Given data Start Marker

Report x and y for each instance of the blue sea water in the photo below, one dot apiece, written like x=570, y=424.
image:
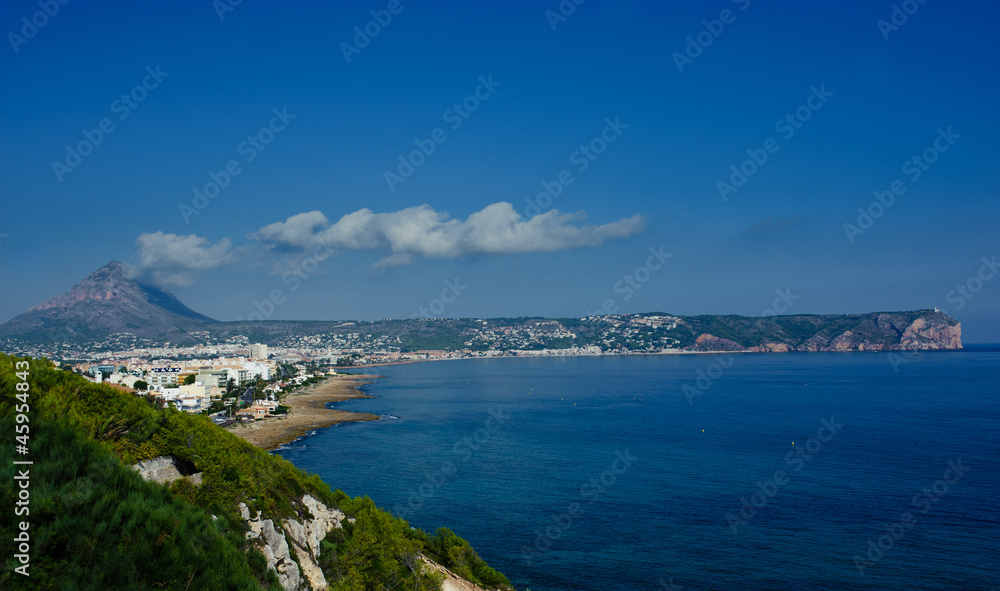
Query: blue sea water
x=631, y=473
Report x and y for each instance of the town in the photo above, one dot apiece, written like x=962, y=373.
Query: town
x=233, y=378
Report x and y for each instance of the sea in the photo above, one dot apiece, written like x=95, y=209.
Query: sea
x=799, y=471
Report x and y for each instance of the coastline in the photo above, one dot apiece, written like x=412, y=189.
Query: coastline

Given data End Marker

▶ [About this exercise]:
Starting from the line that contains "Query: town", reproduce each line of the data exactly through the last one.

▶ [Response box]:
Query: town
x=233, y=378
Report x and y for each instance of the sea in the photo above, one dot apiece, written like x=95, y=209.
Query: sea
x=799, y=471
Report x and y for each instance of the coastline in the photo above, one dot apiece, written like x=412, y=189.
Query: coastline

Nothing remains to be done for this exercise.